*TO DO:* Your task is to output the listing word for word, with pictures excluded.

(Point-based annotation data)
## begin

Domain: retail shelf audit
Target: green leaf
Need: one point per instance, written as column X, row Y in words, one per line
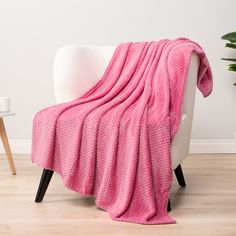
column 229, row 59
column 232, row 67
column 230, row 45
column 230, row 37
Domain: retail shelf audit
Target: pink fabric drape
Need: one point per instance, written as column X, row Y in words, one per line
column 114, row 141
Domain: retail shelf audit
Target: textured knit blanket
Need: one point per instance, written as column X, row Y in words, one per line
column 114, row 141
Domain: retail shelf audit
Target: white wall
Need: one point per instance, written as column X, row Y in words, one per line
column 32, row 30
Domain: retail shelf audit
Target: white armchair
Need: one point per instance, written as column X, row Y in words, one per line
column 77, row 68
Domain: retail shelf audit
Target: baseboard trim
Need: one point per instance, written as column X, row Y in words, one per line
column 196, row 146
column 19, row 146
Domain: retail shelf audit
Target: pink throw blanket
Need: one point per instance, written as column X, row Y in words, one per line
column 114, row 141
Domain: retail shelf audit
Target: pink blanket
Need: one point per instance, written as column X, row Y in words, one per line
column 114, row 141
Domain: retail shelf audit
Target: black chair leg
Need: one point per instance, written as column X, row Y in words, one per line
column 179, row 175
column 169, row 206
column 43, row 185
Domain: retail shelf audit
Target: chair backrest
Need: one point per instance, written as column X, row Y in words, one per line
column 77, row 68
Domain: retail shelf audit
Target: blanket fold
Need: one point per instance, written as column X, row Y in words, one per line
column 114, row 141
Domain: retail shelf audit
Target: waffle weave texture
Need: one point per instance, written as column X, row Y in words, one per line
column 114, row 141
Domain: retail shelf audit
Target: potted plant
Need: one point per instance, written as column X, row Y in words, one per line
column 231, row 38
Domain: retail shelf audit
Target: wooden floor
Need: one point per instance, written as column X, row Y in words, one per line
column 207, row 206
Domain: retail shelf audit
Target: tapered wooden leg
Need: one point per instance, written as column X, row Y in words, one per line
column 6, row 146
column 43, row 185
column 180, row 176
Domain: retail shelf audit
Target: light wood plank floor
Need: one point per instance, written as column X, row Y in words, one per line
column 207, row 206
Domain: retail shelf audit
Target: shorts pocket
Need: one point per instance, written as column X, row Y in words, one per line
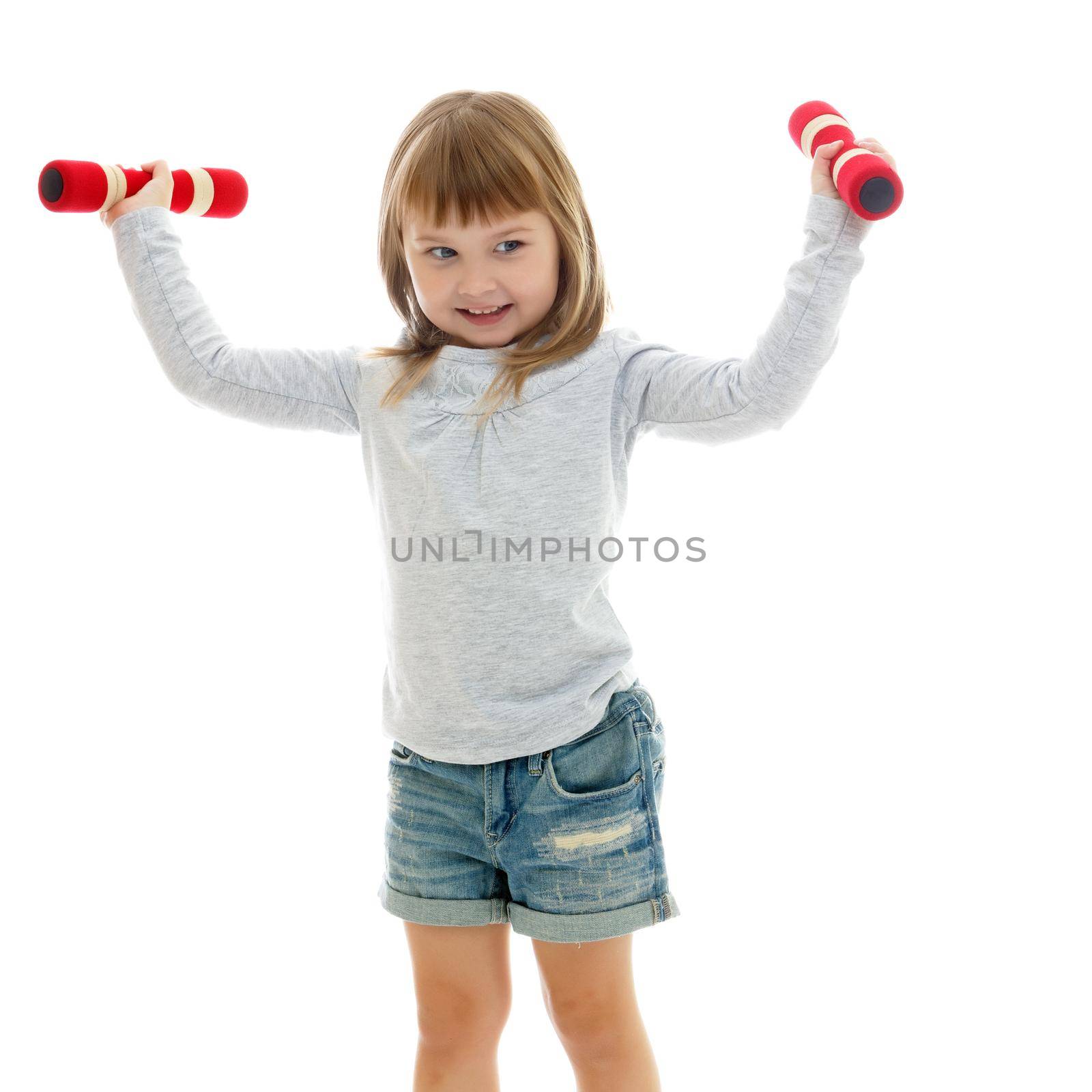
column 605, row 764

## end

*WRITTEN ANSWER:*
Domain: retail shelf audit
Target: green leaf
Need: one point per instance, written as column X, row Y in words, one per line
column 229, row 59
column 232, row 67
column 230, row 45
column 230, row 37
Domain: retail shelf audit
Target: pink fabric drape
Need: one point per instance, written as column X, row Y in words, one per line
column 114, row 141
Domain: retail shelf audit
Target: textured knit blanket
Need: one point per instance, written as column X, row Y in words, one per line
column 114, row 141
Domain: retail shelf audit
Target: white wall
Need: one point per instance, written as column X, row Y in words, one per line
column 32, row 30
Domain: retail shelf audit
Target: white armchair
Need: one point per instance, written as column X, row Y in words, one per line
column 77, row 68
Domain: retail shelf audit
Target: baseboard trim
Need: one point per instance, written as column X, row Y in words, one per line
column 196, row 146
column 19, row 146
Domain: retail shelf audit
Target: pink throw blanket
Need: one point per instance, written as column X, row Y in words, one per line
column 114, row 141
Domain: retail shelf audit
Target: pink blanket
Need: one point per instance, written as column X, row Y in words, one per line
column 114, row 141
Domain: retail shelf audit
Target: black chair leg
Need: one point per instance, written as column X, row Y in words, one per line
column 179, row 175
column 169, row 206
column 43, row 185
Domain: retail shelf audit
Target: chair backrest
Need: one point per instance, written as column X, row Y in words, one per line
column 77, row 68
Domain: retail shelf audit
Target: blanket fold
Need: one point per instance, written as column X, row Y in words, one per line
column 114, row 141
Domain: retail shelf audit
Target: waffle weave texture
Need: one point per instance, written as column X, row Y in words, one per line
column 114, row 141
Domain: retail shelf audit
Target: potted plant
Need: one point per instance, written as column X, row Y in words, one per line
column 231, row 38
Domain: retail shelf audit
Target: wooden floor
Need: one point per instance, written as column X, row Y in words, one per line
column 207, row 206
Domain: retail shelf audit
Target: tapered wooden leg
Need: one point per instance, written as column X, row Y in words, one per line
column 6, row 146
column 43, row 185
column 180, row 176
Domain: retail shelf audit
Target: light wood plank floor
Need: one point per instance, written as column X, row Y in words, one per line
column 207, row 206
Domain: retail shelf audit
Target: shorts pocket
Need: one point per instance, written as column X, row Y in words, one per line
column 605, row 764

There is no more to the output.